___ Dataset extract ___
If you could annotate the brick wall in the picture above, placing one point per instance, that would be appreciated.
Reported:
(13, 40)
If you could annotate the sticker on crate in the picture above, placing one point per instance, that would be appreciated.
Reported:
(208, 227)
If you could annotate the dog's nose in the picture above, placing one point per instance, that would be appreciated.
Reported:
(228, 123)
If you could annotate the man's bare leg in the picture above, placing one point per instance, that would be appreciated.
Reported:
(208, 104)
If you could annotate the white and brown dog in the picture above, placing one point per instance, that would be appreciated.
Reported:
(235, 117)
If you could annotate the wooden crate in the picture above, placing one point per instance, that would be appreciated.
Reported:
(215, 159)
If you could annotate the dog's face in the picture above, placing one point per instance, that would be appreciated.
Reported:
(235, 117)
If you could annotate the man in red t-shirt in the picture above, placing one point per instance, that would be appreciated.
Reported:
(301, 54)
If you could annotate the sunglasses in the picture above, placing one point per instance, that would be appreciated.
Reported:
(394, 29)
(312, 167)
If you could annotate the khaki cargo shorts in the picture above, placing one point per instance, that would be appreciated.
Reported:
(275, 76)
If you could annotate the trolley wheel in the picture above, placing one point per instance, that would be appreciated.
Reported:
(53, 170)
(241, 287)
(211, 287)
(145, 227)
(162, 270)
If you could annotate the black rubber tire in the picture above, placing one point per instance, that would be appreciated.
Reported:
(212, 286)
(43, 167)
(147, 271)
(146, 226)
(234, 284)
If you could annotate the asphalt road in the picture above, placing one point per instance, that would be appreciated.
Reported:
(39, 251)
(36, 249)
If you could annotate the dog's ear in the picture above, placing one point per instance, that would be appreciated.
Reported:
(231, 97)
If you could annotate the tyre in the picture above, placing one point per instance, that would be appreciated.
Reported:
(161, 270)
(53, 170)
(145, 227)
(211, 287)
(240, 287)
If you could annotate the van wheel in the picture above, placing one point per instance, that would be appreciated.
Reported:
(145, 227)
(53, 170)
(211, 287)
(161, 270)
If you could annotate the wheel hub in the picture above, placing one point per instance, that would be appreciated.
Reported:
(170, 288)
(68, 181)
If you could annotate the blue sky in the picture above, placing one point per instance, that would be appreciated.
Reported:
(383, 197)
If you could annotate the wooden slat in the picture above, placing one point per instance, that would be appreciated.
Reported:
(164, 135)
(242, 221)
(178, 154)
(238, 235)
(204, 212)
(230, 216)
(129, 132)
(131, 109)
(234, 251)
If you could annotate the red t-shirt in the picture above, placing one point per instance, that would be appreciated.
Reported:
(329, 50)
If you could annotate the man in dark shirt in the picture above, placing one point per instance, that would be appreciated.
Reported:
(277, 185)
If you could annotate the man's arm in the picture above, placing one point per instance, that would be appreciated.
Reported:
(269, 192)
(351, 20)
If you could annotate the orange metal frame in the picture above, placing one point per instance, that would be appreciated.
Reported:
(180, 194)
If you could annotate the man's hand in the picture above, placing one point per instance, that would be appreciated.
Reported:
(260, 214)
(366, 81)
___
___ Dataset extract ___
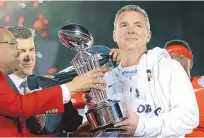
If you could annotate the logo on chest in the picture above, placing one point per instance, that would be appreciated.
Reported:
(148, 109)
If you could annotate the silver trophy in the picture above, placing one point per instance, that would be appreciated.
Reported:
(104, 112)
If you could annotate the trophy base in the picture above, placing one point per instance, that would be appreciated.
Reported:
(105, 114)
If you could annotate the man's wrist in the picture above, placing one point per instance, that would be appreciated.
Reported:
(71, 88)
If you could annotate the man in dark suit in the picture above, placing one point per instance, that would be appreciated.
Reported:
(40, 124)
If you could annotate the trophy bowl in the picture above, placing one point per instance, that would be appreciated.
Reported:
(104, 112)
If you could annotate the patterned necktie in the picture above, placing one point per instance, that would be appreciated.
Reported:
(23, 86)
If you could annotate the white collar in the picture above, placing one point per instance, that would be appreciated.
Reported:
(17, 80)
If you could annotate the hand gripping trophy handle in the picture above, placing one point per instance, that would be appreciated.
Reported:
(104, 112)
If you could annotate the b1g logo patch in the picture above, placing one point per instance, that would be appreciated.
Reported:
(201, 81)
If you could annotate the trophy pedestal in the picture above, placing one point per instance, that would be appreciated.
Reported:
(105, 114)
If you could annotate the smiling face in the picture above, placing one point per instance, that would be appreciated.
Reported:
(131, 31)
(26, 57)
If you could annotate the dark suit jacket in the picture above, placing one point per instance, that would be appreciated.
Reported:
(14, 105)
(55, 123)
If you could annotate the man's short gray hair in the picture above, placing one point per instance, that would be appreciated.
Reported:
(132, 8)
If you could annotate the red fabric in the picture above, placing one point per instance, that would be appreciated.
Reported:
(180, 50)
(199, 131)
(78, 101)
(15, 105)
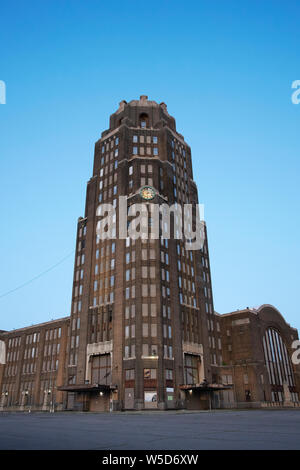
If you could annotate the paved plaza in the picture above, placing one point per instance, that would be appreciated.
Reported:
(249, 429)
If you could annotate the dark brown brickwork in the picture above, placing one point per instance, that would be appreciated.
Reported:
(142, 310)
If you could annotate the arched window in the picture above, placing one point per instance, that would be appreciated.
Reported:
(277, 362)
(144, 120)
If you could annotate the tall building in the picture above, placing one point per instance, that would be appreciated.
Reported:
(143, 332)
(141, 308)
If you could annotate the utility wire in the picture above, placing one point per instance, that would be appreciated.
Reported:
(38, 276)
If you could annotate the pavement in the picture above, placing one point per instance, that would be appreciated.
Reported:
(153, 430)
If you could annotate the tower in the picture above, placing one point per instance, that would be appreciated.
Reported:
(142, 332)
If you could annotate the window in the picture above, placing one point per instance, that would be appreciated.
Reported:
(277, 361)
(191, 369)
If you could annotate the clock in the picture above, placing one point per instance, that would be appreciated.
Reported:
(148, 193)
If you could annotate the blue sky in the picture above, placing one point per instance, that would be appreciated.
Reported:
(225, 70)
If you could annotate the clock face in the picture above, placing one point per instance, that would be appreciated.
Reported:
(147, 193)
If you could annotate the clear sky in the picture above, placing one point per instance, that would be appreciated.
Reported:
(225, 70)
___
Your instructions ->
Your task for the entries above: copy exactly the span starting with the line with "If you could annotate the brick" and going on through the line with "If you could annotate the khaki", both lines included, and nothing else.

Output of the exercise ->
If you could annotate the brick wall in the picture above, placing one point per instance, that would be appreciated.
Reported:
(13, 40)
If you could annotate the sticker on crate in the picture above, placing one point per instance, that would be appreciated.
Reported:
(208, 227)
If you could annotate the dog's nose in the picture above, placing one point per instance, that would be appreciated.
Reported:
(228, 123)
If you could annotate the man's bare leg in the picture above, placing one point per instance, that would be appreciated.
Reported:
(208, 104)
If you could annotate the white and brown dog in the picture above, placing one point per instance, that would be appreciated.
Reported:
(235, 117)
If you could annotate the wooden crate in the picture above, placing one point per instance, that would be appreciated.
Reported:
(215, 159)
If you could annotate the dog's face in the picture above, placing one point per instance, that would be appreciated.
Reported:
(235, 117)
If you could annotate the man in red t-shirt in the picture above, placing one point per instance, that would be appreciated.
Reported:
(301, 54)
If you could annotate the sunglasses in the picture above, placing one point per instance, that would be appreciated.
Reported:
(394, 29)
(312, 167)
If you could annotate the khaki cargo shorts in the picture above, placing one point per instance, that would be appreciated.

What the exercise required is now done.